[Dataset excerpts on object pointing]

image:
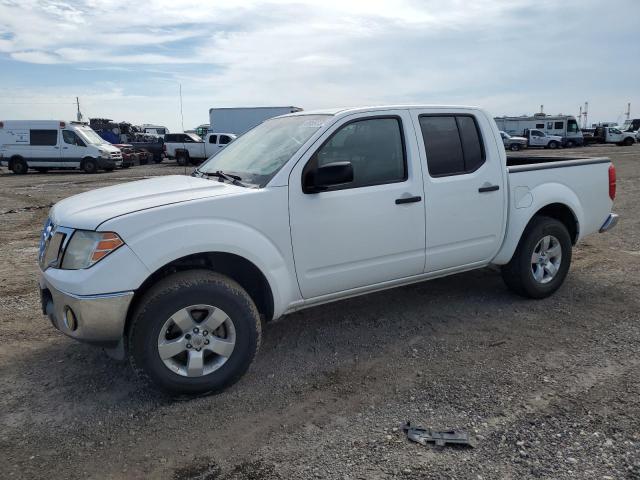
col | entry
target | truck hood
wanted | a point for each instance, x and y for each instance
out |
(88, 210)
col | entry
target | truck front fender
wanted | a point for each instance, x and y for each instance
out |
(163, 243)
(525, 203)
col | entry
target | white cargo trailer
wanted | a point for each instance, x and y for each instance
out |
(565, 126)
(240, 120)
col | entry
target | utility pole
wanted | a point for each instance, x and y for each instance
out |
(78, 115)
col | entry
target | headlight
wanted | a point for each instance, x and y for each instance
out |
(87, 248)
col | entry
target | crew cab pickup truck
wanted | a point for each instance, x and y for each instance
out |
(179, 272)
(537, 138)
(190, 148)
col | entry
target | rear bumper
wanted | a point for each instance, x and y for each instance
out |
(609, 223)
(96, 319)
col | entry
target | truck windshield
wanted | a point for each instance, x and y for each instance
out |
(257, 155)
(90, 136)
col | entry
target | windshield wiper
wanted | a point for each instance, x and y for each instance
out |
(229, 177)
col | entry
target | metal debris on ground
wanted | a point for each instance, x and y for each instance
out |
(440, 438)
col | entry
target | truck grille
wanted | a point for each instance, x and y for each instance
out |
(53, 240)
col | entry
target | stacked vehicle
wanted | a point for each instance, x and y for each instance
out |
(145, 139)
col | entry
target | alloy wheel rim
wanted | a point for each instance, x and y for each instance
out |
(546, 259)
(196, 340)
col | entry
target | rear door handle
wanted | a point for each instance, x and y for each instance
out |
(491, 188)
(400, 201)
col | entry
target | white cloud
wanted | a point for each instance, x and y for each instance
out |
(507, 56)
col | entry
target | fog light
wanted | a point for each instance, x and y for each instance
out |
(70, 320)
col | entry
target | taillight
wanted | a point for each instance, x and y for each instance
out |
(612, 182)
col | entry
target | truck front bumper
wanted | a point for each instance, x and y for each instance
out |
(609, 223)
(96, 319)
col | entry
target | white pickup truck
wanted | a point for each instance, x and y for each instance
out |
(179, 272)
(537, 138)
(190, 148)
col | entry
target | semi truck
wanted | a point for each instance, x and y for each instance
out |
(241, 120)
(564, 126)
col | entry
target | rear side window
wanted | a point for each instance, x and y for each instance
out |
(452, 143)
(44, 137)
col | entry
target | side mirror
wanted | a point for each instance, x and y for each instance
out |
(326, 176)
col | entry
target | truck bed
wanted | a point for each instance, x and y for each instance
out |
(523, 164)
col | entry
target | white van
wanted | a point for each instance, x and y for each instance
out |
(46, 144)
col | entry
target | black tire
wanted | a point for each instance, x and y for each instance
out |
(182, 158)
(518, 273)
(181, 290)
(89, 165)
(19, 166)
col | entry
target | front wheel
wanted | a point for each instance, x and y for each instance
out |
(194, 332)
(542, 259)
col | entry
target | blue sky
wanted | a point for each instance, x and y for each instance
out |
(126, 60)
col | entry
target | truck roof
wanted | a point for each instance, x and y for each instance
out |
(349, 110)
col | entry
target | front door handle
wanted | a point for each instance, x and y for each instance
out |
(490, 188)
(400, 201)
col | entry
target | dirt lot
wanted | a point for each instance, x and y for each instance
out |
(550, 387)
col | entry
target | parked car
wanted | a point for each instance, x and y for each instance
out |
(537, 138)
(190, 148)
(513, 143)
(133, 156)
(43, 145)
(180, 272)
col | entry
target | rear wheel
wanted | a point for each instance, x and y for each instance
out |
(90, 165)
(19, 166)
(541, 261)
(194, 332)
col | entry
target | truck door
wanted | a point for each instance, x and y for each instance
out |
(367, 231)
(74, 149)
(45, 150)
(465, 198)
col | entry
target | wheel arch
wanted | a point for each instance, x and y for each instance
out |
(563, 205)
(236, 267)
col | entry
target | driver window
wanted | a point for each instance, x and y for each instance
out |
(374, 147)
(72, 138)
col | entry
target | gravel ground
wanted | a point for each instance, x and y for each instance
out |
(551, 388)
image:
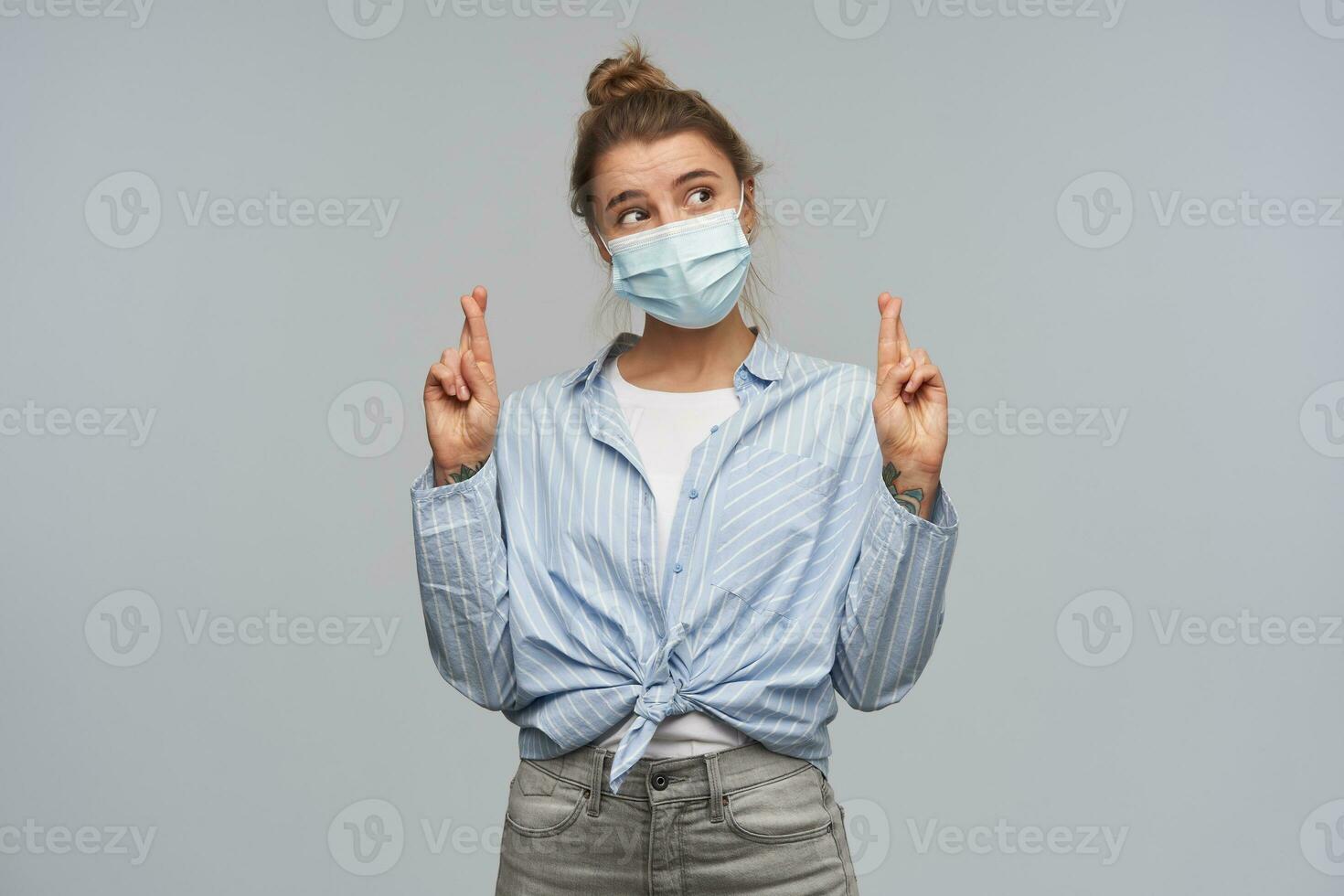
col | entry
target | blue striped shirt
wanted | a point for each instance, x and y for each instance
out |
(791, 572)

_EXERCISE DIRECTIONS_
All of the data needs repeating exactly, but the pictures do not.

_ANSWER BELOW_
image:
col | entry
target | truck hood
wanted | a point for each instance, x and y for each instance
out |
(88, 210)
col | entry
target | truck front fender
wanted | a point for each instance, x and y for each instance
out |
(163, 243)
(525, 203)
col | entry
target | white cargo trailer
wanted | a point for each instance, x and y for each instance
out |
(565, 126)
(240, 120)
col | entry
target | utility pole
wanted | a point for each instance, x and y for each instance
out |
(78, 115)
col | entry
target | headlight
wanted | a point for each instance, x and y for each instance
out |
(87, 248)
col | entry
target | crew cab pickup truck
wanted | a point for each instance, x and y for each instance
out |
(179, 272)
(537, 138)
(190, 148)
col | entry
target | rear bumper
wanted | a point for each instance, x and y for each instance
out |
(609, 223)
(96, 319)
col | entry
target | truck windshield
wanted | a point for each instance, x and y for each instance
out |
(257, 155)
(90, 136)
col | entry
target | windshield wiper
wanted | a point for each instance, x and y for each instance
out |
(229, 177)
col | entry
target | metal debris on ground
wanted | a point for each instance, x and y for each instance
out |
(440, 438)
col | entry
target | truck grille
wanted | a point for each instance, x and y for each instance
out |
(53, 240)
col | entry
target | stacked vehicle
wanted | a point for each instance, x and y for each instance
out |
(145, 139)
col | entry
target | alloy wheel rim
wanted | a point for each instance, x and y for each instance
out |
(546, 259)
(196, 340)
col | entry
target | rear door handle
wanted | a point for each instance, x and y for each instance
out |
(491, 188)
(400, 201)
col | entry
target | white cloud
wanted | a point for each instance, x and y for each instance
out |
(507, 56)
col | entry
target | fog light
wanted | a point for each instance, x and y for each instance
out |
(70, 320)
col | entry
target | taillight
wanted | a point for each instance, x and y for each instance
out |
(612, 182)
col | entry
target | truck front bumper
wanted | a point for each instance, x and y for each instance
out |
(609, 223)
(96, 319)
col | entry
target | white pickup truck
wanted | a point for each instance, x and y for each instance
out |
(179, 272)
(537, 138)
(190, 148)
col | entry
target | semi truck
wanted | a point for each instance, x and y for each instance
out |
(241, 120)
(564, 126)
col | entry
target | rear side window
wanted | a point for each instance, x and y for each instance
out |
(452, 143)
(44, 137)
col | entry
target | side mirror
wanted | a point for each instance, x and y for each instance
out |
(326, 176)
col | entry
target | truck bed
wanted | a point for each instance, x and y for each instance
out |
(523, 164)
col | entry
target | white van
wanted | a point for each instance, x and y for each instance
out |
(46, 144)
col | entry
target | black tire
wanted | a point for each instance, x and y for each instance
out |
(182, 158)
(518, 273)
(181, 290)
(89, 165)
(19, 166)
col | entry
target | front wheel
wanted | a point for each instance, x and y for each instance
out |
(194, 332)
(542, 259)
col | entry
target | blue sky
wanted | a point for each instance, x and y for each instance
out |
(126, 60)
col | entry
target | truck roof
wanted | a point for each instance, x and y for each instance
out |
(349, 110)
col | entry
target | front door handle
wanted | a point for each instance, x and y for each instance
out |
(490, 188)
(400, 201)
col | entry
target | dirt lot
wanted | a point for each instance, x and y for each instance
out |
(550, 387)
col | entry
target | parked car
wanted | a point for each instance, x and y for each instance
out |
(537, 138)
(190, 148)
(513, 143)
(133, 156)
(43, 145)
(180, 272)
col | entry
target | rear wheel
wanted | a point for each instance, x and y for each instance
out |
(90, 165)
(19, 166)
(541, 261)
(194, 332)
col | entry
target | truck door
wanted | a point for each instance, x and y for each instance
out |
(367, 231)
(74, 149)
(45, 150)
(465, 198)
col | entry
target | wheel arch
wanted | a point for each instance, x and y for each instance
out |
(563, 205)
(236, 267)
col | entry
target | driver window
wanted | a point for each instance, x and y for each instance
out |
(374, 147)
(72, 138)
col | entry
target | gravel ground
wanted | a point for each instance, x and y for each instance
out |
(551, 388)
image:
col | entry
target | blue striped shirt
wanted | a point for each instance, x and y for each instance
out |
(791, 572)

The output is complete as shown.